# Consigne a
Recopiez fidèlement le passage du texte ci-dessous sur les exigences de diplôme, de « 83% des catégories » à « d’obtenir un poste. ».
● ● ●
83% des catégories de métiers en France requièrent moins de diplômes supérieurs qu’auparavant
Paris, le 28 novembre 2024 - Connaissez-vous le paradoxe d’Anderson ? Mis en évidence par le sociologue Charles Arnold Anderson, ce concept établit que l'acquisition par un étudiant d'un diplôme supérieur à celui qu'a pu obtenir son père ne lui assure pas nécessairement une position sociale plus élevée. Un paradoxe qui semble n’avoir jamais aussi bien raisonné qu’aujourd’hui, à tel point qu’il est légitime de se demander si le diplôme revêt toujours une quelconque utilité en vue d’obtenir un poste.
En effet, si les tensions sur le marché du travail commencent à s’assouplir du point de vue des employeurs, avec le volume d’offres sur Indeed en baisse depuis début 2023, les difficultés de recrutement semblent néanmoins avoir laissé leurs traces dans les attitudes de recrutement. Dans ce contexte, dans quelle mesure la considération portée aux diplômes a-t-elle été impactée ? La dernière étude du Hiring Lab d’Indeed tente de répondre à cette question.
L’exigence du diplôme ne cesse de baisser depuis 2017… au profit de la compétence ?
Premier constat : quel que soit le niveau d’éducation, les offres d’emploi exigent moins souvent un diplôme qu’il y a sept ans, tandis que la proportion des annonces sans exigence de diplôme du tout ne cesse de croître.
- Par exemple, alors que 16,4 % des annonces demandaient au moins une Licence à la fin 2017, ce pourcentage a atteint 14,5 % en septembre 2024.
- Si ce changement peut encore être jugé comme faible, il s’agit néanmoins d’une baisse significative que l’on constate d’année en année, et semble être le résultat d’un lent désengagement des employeurs vis-à-vis des critères strictement académiques.
Cette évolution indique que les diplômes ne sont plus perçus comme le principal critère de qualification par certains employeurs.
- Depuis quelques années, on constate une transition de plus en plus forte vers ce que l’on appelle le « skills-first hiring », ou l’embauche basée sur les compétences.
- En plus d’améliorer la qualité de l’appariement entre candidats et employeurs, cette stratégie permet de réagir de manière plus flexible aux nombreux — et rapides — changements structurels du marché de l’emploi et de l’économie plus largement.
- De plus, elle promet d’être plus inclusive en diversifiant davantage les profils des candidats.
La réduction des exigences de diplôme, bien que graduelle, indique donc un déplacement continu vers des approches de recrutement plus inclusives, où les compétences et l’expérience pratique peuvent prendre plus de poids dans les processus d’embauche.
● ● ●
# Consigne b
Combien de lignes de la liste ci-dessous contiennent la chaîne « pixel », en tenant compte de la casse ? Donnez seulement ce nombre.

# Liste des enregistrements
● ● ●
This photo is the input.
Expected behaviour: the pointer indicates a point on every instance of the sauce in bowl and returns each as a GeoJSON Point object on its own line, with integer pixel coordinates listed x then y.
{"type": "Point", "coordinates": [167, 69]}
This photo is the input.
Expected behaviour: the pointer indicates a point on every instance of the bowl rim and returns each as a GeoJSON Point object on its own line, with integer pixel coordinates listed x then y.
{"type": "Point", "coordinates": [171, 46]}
● ● ●
# Corrigé a
83% des catégories de métiers en France requièrent moins de diplômes supérieurs qu’auparavant
Paris, le 28 novembre 2024 - Connaissez-vous le paradoxe d’Anderson ? Mis en évidence par le sociologue Charles Arnold Anderson, ce concept établit que l'acquisition par un étudiant d'un diplôme supérieur à celui qu'a pu obtenir son père ne lui assure pas nécessairement une position sociale plus élevée. Un paradoxe qui semble n’avoir jamais aussi bien raisonné qu’aujourd’hui, à tel point qu’il est légitime de se demander si le diplôme revêt toujours une quelconque utilité en vue d’obtenir un poste.

# Corrigé b
2